### 任务说明
把下列各行中的“green grass”换成“lawn”，其余内容一律不变，再完整写出全部各行。

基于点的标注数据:
· · · · ·

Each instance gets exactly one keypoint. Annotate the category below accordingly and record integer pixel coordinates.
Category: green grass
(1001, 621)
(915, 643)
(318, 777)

· · · · ·

### 书面作答
Each instance gets exactly one keypoint. Annotate the category below accordingly and record integer pixel coordinates.
Category: lawn
(1001, 621)
(915, 643)
(318, 777)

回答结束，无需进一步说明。